### [TEXTAUSSCHNITT]
Rettung aus der Luft — Sabrina von Augenstein

Jedes Jahr werden beim Mähen der Wiesen rund 100 000 Rehkitze verletzt oder sie sterben. Mit ihrer Drohne schwebt Sabrina Augenstein deshalb schon frühmorgens über die Felder und bewahrt Wildtiere vor dem Tod.
29. Juni 2023
7 Minuten Lesezeit
Text: Eva Goldschald — Fotos: Lisa Mader

Am Vortag hat es nicht geregnet. Trotzdem ist die Luft feucht. Der Morgentau glänzt, als die ersten Sonnenstrahlen auf Blätter und Blüten scheinen. Wenige Autos sind auf den Straßen unterwegs. In der Ferne schreit ein Uhu, ringsum begrüßen Vögel mit ihrem Gesang den Tag. Weite Felder mit Raps, hüfthoch gewachsene Blumenwiesen und dazwischen alleinstehende Höfe, dahinter Alpenpanorama. Am Feldrand irgendwo im oberbayerischen Teisendorf steht Sabrina Augenstein. Sie trägt Gummistiefel, darüber eine schwarze Regenhose, ein Fleece unter die grüne Jacke gezogen. Für Ende Mai sind die Morgenstunden kalt und klamm. Sie wirkt etwas nervös, obwohl in dem, was sie gleich tun wird, bereits seit Jahren Routine hat.

### [AUFGABENSTELLUNG]
Wie viele Rehkitze werden laut dem Text über die Drohnenrettung jedes Jahr beim Mähen der Wiesen verletzt oder sterben? Die Daten braucht man hier nicht.

### [Zeilen mit Daten zur Box-Annotation]
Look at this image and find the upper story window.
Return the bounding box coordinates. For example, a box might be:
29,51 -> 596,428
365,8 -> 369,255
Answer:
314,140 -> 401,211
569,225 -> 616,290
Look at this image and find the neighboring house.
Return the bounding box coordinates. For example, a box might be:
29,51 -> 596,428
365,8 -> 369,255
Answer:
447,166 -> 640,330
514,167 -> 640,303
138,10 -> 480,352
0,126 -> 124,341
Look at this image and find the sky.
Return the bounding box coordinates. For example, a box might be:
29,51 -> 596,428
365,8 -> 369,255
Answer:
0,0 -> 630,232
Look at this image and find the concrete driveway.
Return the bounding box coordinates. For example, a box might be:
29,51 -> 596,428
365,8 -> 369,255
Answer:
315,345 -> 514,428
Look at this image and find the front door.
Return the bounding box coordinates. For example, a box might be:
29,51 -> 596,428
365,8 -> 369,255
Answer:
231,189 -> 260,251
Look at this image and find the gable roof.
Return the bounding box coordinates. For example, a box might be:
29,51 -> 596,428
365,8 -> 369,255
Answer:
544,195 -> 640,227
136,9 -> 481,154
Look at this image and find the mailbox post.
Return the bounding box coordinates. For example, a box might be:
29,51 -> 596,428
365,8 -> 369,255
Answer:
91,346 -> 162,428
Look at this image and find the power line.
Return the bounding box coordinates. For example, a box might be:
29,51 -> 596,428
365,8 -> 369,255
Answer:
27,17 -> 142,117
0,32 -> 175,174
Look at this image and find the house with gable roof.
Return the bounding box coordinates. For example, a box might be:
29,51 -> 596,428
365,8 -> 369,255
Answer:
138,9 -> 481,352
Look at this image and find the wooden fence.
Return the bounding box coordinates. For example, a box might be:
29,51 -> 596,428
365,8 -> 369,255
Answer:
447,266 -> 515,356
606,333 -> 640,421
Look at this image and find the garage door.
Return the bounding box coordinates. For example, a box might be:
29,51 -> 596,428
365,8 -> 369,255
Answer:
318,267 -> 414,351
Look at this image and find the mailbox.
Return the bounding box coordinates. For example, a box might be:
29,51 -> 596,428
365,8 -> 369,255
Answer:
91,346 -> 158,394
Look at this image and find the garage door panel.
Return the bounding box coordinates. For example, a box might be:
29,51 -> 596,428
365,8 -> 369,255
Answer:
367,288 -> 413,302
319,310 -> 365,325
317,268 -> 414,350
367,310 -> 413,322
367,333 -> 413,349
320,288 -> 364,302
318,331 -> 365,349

### [BEARBEITETE AUFGABE]
Rund 100 000 Rehkitze.